▶ TASK GOAL
Print this span of the material below exactly: the line with "Category under review: black pub", the line with "Category under review: hanging", and every line between them, but nothing else.

■ ■ ■ ■

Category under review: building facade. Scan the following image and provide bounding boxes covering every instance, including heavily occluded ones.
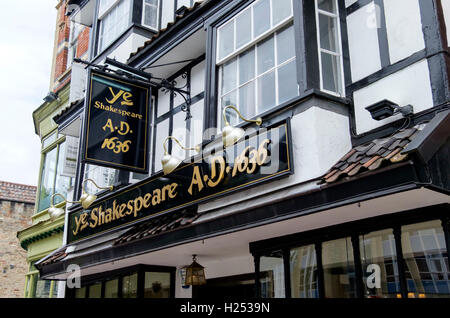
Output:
[0,181,35,298]
[36,0,449,299]
[17,0,91,298]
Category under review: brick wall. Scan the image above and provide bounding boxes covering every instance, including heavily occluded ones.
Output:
[0,200,34,298]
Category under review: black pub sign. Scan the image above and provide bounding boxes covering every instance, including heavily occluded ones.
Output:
[82,69,150,173]
[68,120,293,243]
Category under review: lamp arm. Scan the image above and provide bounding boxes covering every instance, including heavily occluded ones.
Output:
[50,193,79,207]
[163,136,199,154]
[222,105,262,127]
[82,178,114,193]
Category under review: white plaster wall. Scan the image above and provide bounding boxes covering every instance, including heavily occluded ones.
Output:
[345,0,358,7]
[107,33,149,63]
[191,60,205,97]
[442,0,450,47]
[198,106,352,214]
[353,59,433,134]
[69,62,87,104]
[202,255,254,280]
[161,0,175,30]
[384,0,425,64]
[347,2,382,82]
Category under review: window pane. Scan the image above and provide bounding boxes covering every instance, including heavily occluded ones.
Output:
[253,0,270,38]
[122,273,138,298]
[318,0,337,13]
[321,52,341,93]
[144,272,171,298]
[51,281,59,298]
[257,70,275,112]
[42,132,57,149]
[257,35,274,75]
[35,279,52,298]
[239,81,256,119]
[276,24,295,65]
[290,245,319,298]
[105,279,119,298]
[38,147,58,212]
[99,0,131,52]
[143,2,158,29]
[319,14,338,52]
[84,164,117,194]
[401,220,450,298]
[260,251,285,298]
[54,142,74,205]
[360,229,401,298]
[272,0,292,25]
[218,20,235,60]
[277,60,298,104]
[322,237,357,298]
[236,8,252,49]
[74,287,86,298]
[89,283,102,298]
[222,58,237,95]
[239,48,255,85]
[221,91,238,127]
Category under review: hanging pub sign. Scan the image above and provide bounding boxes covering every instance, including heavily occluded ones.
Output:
[68,119,293,243]
[82,69,150,173]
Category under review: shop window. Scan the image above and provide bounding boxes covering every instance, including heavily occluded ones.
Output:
[401,220,450,298]
[217,0,297,127]
[98,0,131,53]
[89,283,102,298]
[122,273,138,298]
[322,237,357,298]
[142,0,159,30]
[290,244,319,298]
[24,261,59,298]
[359,229,401,298]
[315,0,345,96]
[37,133,74,213]
[104,279,119,298]
[84,163,118,194]
[259,251,285,298]
[144,272,171,298]
[74,287,86,298]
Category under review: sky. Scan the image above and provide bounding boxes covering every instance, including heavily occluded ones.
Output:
[0,1,57,186]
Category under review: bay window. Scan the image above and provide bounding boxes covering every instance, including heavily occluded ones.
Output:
[142,0,160,30]
[217,0,298,127]
[98,0,132,53]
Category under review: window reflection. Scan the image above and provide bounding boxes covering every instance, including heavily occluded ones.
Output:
[260,251,285,298]
[322,237,356,298]
[290,244,318,298]
[360,229,400,298]
[122,273,138,298]
[401,220,450,298]
[144,272,171,298]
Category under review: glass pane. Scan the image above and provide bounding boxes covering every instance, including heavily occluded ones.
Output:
[236,8,252,49]
[144,272,171,298]
[54,142,74,205]
[222,58,237,95]
[145,0,158,5]
[218,20,235,60]
[144,3,158,29]
[51,281,59,298]
[277,24,295,65]
[318,0,337,13]
[221,91,238,127]
[278,60,298,104]
[401,220,450,298]
[74,287,86,298]
[84,164,117,194]
[154,118,169,172]
[260,251,285,298]
[319,14,338,52]
[105,279,119,298]
[38,147,58,212]
[322,237,357,298]
[99,0,131,52]
[239,81,256,120]
[360,229,401,298]
[89,283,102,298]
[272,0,292,25]
[239,48,255,85]
[321,52,341,94]
[42,132,57,149]
[290,245,319,298]
[35,279,52,298]
[257,70,275,112]
[257,35,274,75]
[253,0,270,38]
[122,273,138,298]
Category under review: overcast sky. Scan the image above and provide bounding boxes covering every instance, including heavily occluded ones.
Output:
[0,1,57,186]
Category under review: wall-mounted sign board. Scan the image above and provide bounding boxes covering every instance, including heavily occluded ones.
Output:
[69,119,293,243]
[82,69,150,173]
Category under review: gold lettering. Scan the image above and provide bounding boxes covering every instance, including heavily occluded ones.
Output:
[105,208,112,223]
[119,203,127,218]
[73,215,82,236]
[112,200,121,220]
[207,156,226,188]
[168,183,178,199]
[80,214,89,232]
[152,189,161,205]
[188,166,204,195]
[126,200,134,215]
[143,193,152,208]
[90,209,98,228]
[106,87,124,104]
[102,118,114,132]
[134,197,144,217]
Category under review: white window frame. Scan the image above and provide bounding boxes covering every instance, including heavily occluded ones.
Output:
[142,0,160,31]
[97,0,132,53]
[314,0,346,97]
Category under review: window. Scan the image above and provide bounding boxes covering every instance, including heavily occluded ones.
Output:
[67,21,83,69]
[144,272,171,298]
[84,163,118,194]
[37,132,75,213]
[122,273,138,298]
[217,0,297,127]
[24,262,59,298]
[315,0,345,96]
[290,244,319,298]
[98,0,131,53]
[142,0,160,30]
[260,251,285,298]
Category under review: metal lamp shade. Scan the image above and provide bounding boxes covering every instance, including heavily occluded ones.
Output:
[161,153,182,175]
[222,124,245,148]
[80,193,97,209]
[184,260,206,286]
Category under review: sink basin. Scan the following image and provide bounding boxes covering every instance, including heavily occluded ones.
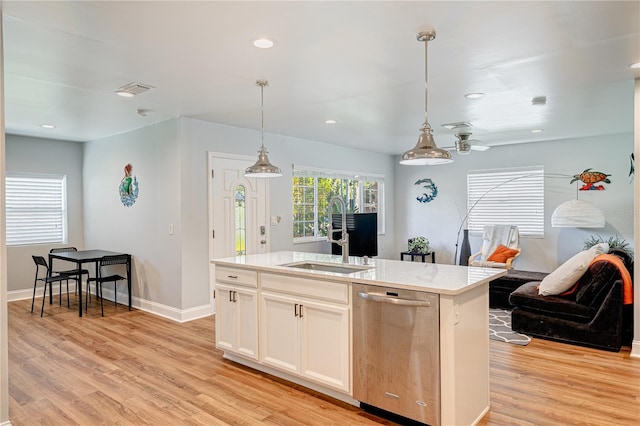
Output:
[281,261,372,275]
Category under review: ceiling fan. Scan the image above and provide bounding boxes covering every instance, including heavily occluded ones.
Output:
[442,132,490,155]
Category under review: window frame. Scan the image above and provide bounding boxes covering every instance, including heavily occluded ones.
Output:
[292,166,385,243]
[466,166,544,239]
[5,172,68,246]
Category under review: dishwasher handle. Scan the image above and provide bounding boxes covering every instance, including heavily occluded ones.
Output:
[357,291,431,307]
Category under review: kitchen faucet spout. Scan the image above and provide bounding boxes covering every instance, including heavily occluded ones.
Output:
[327,196,349,263]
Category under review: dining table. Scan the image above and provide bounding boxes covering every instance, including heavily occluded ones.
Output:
[48,249,132,317]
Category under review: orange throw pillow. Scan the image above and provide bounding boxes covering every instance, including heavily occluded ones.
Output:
[487,244,519,263]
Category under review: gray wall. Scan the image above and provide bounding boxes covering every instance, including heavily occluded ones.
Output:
[6,135,84,292]
[82,120,182,309]
[394,133,634,272]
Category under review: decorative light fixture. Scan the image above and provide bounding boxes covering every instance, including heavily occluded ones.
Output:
[245,80,282,178]
[400,30,453,165]
[552,200,605,228]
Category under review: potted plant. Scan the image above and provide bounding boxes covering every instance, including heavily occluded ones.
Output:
[583,234,633,257]
[408,236,430,254]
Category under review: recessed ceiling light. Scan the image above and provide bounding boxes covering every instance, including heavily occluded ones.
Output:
[531,129,544,133]
[40,124,55,129]
[630,61,640,69]
[324,119,337,124]
[253,38,275,49]
[464,92,484,99]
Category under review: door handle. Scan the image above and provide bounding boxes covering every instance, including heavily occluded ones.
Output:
[357,291,431,307]
[232,291,237,303]
[299,304,303,318]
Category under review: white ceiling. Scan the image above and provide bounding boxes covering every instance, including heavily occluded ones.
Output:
[3,1,640,155]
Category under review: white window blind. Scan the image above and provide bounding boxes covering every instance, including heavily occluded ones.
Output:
[6,173,67,246]
[467,167,544,238]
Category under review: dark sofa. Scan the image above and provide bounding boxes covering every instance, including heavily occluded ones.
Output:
[509,249,634,351]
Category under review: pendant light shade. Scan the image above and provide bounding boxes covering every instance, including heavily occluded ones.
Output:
[551,199,605,228]
[245,80,282,178]
[400,30,452,166]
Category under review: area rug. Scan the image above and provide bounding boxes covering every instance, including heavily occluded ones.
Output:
[489,308,531,346]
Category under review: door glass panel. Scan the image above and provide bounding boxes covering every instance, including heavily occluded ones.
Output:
[234,185,246,255]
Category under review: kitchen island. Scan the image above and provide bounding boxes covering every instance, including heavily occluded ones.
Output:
[211,251,506,426]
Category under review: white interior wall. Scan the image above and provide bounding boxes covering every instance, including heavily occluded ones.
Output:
[5,135,84,293]
[394,133,634,272]
[82,120,182,310]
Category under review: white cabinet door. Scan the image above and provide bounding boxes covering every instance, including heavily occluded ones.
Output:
[235,286,258,360]
[215,283,258,361]
[299,299,350,392]
[260,292,299,374]
[215,283,236,352]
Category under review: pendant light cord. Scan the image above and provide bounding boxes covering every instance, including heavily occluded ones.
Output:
[261,82,265,149]
[423,37,429,130]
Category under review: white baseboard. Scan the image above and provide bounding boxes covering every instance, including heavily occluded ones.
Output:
[8,285,212,323]
[630,339,640,358]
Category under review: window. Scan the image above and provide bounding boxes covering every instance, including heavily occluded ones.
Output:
[467,167,544,238]
[6,173,68,246]
[234,185,246,255]
[292,166,384,241]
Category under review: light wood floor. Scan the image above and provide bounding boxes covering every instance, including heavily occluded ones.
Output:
[8,295,640,425]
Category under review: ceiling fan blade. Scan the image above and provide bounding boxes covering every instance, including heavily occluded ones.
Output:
[470,145,490,151]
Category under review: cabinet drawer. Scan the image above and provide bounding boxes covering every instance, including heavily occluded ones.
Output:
[216,266,258,288]
[261,273,348,304]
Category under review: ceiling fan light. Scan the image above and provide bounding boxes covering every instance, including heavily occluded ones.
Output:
[455,140,472,155]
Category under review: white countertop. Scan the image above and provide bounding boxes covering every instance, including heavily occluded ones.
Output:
[211,251,507,296]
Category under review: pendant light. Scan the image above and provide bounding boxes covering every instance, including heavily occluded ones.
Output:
[400,30,453,165]
[245,80,282,178]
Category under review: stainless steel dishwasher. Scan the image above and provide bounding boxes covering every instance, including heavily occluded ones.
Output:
[353,283,440,426]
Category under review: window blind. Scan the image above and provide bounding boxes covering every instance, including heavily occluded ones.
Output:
[467,167,544,238]
[6,173,67,246]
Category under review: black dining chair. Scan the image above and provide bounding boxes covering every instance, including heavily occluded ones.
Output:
[87,254,129,316]
[31,255,77,317]
[49,247,90,297]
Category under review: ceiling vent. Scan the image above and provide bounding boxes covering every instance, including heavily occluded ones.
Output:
[115,82,154,97]
[441,121,473,130]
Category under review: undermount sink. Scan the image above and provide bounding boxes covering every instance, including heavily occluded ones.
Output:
[281,261,373,275]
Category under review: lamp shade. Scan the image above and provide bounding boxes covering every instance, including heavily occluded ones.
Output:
[551,199,605,228]
[400,127,453,165]
[244,146,282,178]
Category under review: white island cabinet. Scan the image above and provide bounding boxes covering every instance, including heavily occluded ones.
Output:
[260,272,350,393]
[212,251,506,426]
[214,266,259,360]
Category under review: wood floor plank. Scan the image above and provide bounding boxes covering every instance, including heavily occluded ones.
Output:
[8,298,640,425]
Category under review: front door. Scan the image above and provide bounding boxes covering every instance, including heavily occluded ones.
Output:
[208,153,270,311]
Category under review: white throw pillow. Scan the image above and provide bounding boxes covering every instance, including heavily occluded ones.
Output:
[538,243,609,296]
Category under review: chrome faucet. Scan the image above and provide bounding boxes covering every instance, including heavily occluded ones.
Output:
[327,196,349,263]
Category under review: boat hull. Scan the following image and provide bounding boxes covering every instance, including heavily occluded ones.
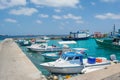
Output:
[41,65,84,74]
[42,53,59,60]
[95,39,120,49]
[27,47,62,52]
[62,37,89,41]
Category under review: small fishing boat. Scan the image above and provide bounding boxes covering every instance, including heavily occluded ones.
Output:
[42,48,88,60]
[18,40,31,46]
[40,52,111,74]
[35,39,48,43]
[41,41,76,60]
[42,40,88,61]
[27,43,62,52]
[42,52,60,60]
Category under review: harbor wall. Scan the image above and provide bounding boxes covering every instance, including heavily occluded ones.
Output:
[0,38,47,80]
[68,63,120,80]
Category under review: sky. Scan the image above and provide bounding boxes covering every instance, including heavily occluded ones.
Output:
[0,0,120,35]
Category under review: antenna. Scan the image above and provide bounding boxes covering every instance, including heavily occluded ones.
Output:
[113,24,115,36]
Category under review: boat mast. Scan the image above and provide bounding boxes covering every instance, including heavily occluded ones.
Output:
[113,24,115,36]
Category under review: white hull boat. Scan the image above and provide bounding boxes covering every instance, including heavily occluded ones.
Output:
[42,64,84,74]
[27,43,62,52]
[40,52,111,74]
[40,58,84,74]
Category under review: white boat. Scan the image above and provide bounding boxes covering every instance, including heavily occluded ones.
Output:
[42,52,59,60]
[40,52,111,74]
[35,39,48,43]
[58,41,77,45]
[27,43,62,52]
[31,37,49,44]
[18,39,31,46]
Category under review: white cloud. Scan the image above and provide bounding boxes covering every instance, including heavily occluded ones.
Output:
[52,13,82,20]
[5,18,17,23]
[9,7,38,16]
[36,20,42,24]
[63,14,83,24]
[95,13,120,20]
[52,13,83,24]
[31,0,79,8]
[63,13,82,20]
[101,0,118,3]
[54,9,61,13]
[0,0,26,9]
[52,15,62,19]
[39,14,49,18]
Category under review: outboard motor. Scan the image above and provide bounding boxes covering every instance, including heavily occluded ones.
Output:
[110,54,118,63]
[110,54,116,61]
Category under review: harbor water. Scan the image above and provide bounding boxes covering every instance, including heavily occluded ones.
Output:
[1,36,120,77]
[20,38,120,76]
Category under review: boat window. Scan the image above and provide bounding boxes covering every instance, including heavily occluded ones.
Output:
[61,55,67,60]
[40,45,45,48]
[74,56,80,60]
[67,57,74,61]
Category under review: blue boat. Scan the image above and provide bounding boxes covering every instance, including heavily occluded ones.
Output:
[42,48,88,61]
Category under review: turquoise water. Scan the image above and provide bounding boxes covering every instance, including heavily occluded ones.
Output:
[19,38,120,76]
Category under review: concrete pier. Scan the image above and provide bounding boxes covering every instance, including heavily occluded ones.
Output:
[68,63,120,80]
[0,38,47,80]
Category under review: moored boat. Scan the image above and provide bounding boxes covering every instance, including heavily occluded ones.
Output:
[42,52,60,60]
[18,40,32,46]
[62,30,90,41]
[95,38,120,49]
[27,43,62,52]
[42,48,87,60]
[40,52,111,74]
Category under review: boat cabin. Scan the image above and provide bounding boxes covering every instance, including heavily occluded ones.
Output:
[112,38,120,45]
[60,52,83,64]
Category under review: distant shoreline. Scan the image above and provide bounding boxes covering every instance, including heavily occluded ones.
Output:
[0,35,66,40]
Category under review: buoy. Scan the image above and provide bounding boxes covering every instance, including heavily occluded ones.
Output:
[53,75,58,80]
[65,75,71,79]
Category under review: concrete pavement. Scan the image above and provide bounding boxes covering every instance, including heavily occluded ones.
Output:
[0,38,47,80]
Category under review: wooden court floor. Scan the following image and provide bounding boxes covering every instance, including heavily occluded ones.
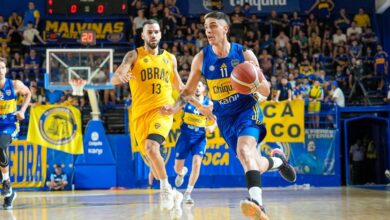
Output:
[0,187,389,220]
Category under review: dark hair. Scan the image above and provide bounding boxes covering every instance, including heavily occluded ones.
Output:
[204,11,231,26]
[142,19,160,29]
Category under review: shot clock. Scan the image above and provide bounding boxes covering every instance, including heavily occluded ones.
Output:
[47,0,128,16]
[80,30,96,45]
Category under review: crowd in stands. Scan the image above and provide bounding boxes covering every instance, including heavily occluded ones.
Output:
[0,0,389,113]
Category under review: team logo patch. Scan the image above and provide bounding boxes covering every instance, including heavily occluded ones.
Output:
[0,91,3,100]
[163,58,169,64]
[91,132,99,141]
[5,90,11,96]
[209,65,215,71]
[39,107,77,145]
[231,59,240,67]
[155,123,161,129]
[143,58,149,63]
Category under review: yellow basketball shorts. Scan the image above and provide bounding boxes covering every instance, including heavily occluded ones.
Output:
[132,108,173,155]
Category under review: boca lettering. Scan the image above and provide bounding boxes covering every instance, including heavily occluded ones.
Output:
[202,152,229,166]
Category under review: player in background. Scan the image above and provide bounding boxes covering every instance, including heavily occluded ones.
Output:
[111,20,184,218]
[174,80,217,204]
[161,12,296,220]
[0,59,31,210]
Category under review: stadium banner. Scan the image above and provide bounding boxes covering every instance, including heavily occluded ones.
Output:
[128,99,304,155]
[44,18,129,43]
[187,0,300,15]
[27,104,84,155]
[260,100,305,142]
[7,141,47,188]
[289,129,336,175]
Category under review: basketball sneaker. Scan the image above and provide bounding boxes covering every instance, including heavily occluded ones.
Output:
[160,187,174,211]
[271,148,297,183]
[175,167,188,187]
[3,190,16,210]
[1,180,12,197]
[183,193,194,204]
[170,189,183,220]
[240,198,268,220]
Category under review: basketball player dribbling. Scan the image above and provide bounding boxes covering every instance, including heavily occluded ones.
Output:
[111,20,184,218]
[161,12,296,220]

■ ■ ■ ■

▶ EXPECTED ANSWER
Category under review: black pub sign. Scan the image above and provide bounding boxes covering every instance, including heavily occluded ones.
Output:
[82,69,150,173]
[68,120,293,243]
Category under review: lamp arm. Scan the image above and provide bounding boxes covering every instance, including heavily occluded ones.
Output:
[50,193,79,207]
[163,136,199,154]
[222,105,262,127]
[82,178,114,193]
Category under review: white plaster wall. Scan the image above and provide bounding boxes covering every instance, including heavily occluded ones.
Output:
[345,0,358,7]
[107,33,149,63]
[191,60,205,97]
[442,0,450,47]
[198,106,352,214]
[353,59,433,134]
[69,62,87,104]
[202,255,254,280]
[161,0,175,30]
[384,0,425,64]
[347,2,382,82]
Category under review: window pane. Scan the image above and provide bounding boxes covering every instance, including heavily occluded ones.
Output:
[253,0,270,38]
[122,273,138,298]
[318,0,337,13]
[321,52,341,93]
[144,272,171,298]
[51,281,59,298]
[257,70,275,112]
[42,132,57,149]
[257,35,274,75]
[35,279,52,298]
[239,81,256,119]
[276,24,295,65]
[290,245,319,298]
[105,279,119,298]
[38,147,58,212]
[99,0,131,52]
[143,2,158,29]
[319,14,338,52]
[84,164,117,194]
[401,220,450,298]
[260,251,285,298]
[54,142,74,205]
[360,229,401,298]
[272,0,292,25]
[218,20,235,60]
[277,60,298,104]
[322,237,357,298]
[236,8,252,49]
[74,287,86,298]
[89,283,102,298]
[222,58,237,95]
[239,48,255,85]
[221,91,238,127]
Category under review: hanging pub sign. Scan the image above and provide bounding boxes covering every instance, including heavily occluded ones.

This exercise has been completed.